*** Block opens ***

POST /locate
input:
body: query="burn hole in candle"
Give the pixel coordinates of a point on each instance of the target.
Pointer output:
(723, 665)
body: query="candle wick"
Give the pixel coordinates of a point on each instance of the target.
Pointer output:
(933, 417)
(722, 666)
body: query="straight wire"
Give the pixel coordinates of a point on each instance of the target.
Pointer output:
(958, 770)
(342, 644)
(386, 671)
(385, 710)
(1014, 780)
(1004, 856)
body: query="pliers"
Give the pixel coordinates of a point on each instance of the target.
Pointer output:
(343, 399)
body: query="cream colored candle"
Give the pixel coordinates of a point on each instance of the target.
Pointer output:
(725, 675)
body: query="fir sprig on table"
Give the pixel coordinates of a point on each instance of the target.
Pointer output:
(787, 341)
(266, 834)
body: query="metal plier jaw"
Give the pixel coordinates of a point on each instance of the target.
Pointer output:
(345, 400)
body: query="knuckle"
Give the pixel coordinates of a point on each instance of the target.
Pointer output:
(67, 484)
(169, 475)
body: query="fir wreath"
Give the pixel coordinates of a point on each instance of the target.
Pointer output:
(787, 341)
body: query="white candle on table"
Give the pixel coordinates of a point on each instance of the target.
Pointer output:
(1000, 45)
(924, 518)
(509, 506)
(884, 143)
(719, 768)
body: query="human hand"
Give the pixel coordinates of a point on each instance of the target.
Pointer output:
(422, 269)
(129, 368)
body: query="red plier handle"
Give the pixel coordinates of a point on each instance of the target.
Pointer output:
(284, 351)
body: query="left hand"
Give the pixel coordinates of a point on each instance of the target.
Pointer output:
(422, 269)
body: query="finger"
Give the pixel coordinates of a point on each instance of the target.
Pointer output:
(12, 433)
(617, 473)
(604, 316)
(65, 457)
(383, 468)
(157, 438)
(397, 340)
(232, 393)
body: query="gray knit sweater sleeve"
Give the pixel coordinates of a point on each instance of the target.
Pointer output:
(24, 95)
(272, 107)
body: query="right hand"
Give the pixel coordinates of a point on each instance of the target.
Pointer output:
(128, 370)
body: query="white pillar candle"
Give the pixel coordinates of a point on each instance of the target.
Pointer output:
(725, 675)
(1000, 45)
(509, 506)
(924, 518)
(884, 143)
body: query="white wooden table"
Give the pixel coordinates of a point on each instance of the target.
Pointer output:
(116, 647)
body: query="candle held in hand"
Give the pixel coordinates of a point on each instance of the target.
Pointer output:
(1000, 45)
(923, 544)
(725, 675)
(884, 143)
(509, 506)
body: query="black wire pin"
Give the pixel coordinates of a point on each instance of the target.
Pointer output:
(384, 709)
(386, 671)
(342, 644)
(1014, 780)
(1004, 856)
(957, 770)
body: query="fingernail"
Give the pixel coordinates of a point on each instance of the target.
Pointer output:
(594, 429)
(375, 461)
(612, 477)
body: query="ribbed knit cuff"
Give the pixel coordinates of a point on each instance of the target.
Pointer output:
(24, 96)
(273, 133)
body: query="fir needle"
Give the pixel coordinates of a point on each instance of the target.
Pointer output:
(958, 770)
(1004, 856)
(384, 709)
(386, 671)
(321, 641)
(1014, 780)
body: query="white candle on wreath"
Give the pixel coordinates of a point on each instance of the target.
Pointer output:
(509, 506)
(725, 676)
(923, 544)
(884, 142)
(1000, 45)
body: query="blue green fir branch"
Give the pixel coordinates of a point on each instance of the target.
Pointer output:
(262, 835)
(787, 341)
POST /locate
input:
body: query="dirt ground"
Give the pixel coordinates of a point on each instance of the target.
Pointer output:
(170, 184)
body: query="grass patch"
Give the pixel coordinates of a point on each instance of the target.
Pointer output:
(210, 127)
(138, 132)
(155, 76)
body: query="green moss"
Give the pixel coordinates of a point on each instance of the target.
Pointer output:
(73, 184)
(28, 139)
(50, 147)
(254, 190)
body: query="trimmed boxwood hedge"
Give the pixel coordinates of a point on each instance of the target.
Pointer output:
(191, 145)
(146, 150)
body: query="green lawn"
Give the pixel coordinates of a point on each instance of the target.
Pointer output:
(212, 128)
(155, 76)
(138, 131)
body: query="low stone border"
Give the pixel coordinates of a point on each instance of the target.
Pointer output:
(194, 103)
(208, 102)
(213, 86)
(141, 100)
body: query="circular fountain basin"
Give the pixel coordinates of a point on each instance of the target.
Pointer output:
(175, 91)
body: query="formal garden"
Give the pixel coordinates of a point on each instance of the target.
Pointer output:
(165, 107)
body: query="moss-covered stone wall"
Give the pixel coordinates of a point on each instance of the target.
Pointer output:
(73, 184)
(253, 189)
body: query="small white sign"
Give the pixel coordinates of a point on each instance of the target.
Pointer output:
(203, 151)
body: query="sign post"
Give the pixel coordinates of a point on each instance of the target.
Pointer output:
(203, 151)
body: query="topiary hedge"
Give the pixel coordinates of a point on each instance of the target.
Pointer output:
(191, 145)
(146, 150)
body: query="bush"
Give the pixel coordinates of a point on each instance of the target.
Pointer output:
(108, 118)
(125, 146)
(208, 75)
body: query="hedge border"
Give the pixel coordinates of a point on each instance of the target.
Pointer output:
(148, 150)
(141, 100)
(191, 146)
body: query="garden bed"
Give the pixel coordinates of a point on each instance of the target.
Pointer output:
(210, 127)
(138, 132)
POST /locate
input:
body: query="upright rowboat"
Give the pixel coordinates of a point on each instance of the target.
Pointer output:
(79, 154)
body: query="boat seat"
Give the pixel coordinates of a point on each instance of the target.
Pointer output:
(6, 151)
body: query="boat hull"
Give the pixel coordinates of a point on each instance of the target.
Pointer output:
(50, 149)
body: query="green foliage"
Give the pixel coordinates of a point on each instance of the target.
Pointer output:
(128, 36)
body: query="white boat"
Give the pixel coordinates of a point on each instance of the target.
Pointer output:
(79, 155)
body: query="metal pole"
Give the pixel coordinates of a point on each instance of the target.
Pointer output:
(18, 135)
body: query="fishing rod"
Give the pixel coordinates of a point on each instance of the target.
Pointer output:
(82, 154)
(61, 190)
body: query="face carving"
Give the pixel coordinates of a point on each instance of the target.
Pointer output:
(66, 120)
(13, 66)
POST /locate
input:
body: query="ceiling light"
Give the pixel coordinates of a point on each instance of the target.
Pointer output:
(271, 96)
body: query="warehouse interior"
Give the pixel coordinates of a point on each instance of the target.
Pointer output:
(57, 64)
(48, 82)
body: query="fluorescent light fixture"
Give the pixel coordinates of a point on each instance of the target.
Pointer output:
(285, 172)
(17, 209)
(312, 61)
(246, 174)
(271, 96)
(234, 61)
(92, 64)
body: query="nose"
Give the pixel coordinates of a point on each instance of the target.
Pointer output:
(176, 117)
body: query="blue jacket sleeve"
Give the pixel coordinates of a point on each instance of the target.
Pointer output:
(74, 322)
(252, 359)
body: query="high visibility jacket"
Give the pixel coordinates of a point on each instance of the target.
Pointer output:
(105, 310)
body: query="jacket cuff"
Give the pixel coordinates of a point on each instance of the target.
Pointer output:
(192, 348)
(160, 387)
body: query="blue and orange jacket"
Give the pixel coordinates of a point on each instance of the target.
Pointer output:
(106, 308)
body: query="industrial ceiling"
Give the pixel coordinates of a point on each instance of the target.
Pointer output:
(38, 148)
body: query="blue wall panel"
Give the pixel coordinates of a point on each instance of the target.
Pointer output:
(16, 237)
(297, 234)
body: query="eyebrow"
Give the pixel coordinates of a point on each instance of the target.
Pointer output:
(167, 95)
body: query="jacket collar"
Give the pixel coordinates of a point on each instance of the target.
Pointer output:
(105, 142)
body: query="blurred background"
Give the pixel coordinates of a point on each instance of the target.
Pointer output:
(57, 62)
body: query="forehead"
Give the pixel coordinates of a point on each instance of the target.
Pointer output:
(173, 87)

*** Block closes ***

## ASSIGNED TASK:
Copy each line in the listing where "candle" appears.

## RESPONSE:
body: query="burn hole in candle"
body: query="candle wick"
body: query="cream colored candle"
body: query="white candle on table"
body: query="white pillar candle"
body: query="candle held in hand"
body: query="white candle on wreath"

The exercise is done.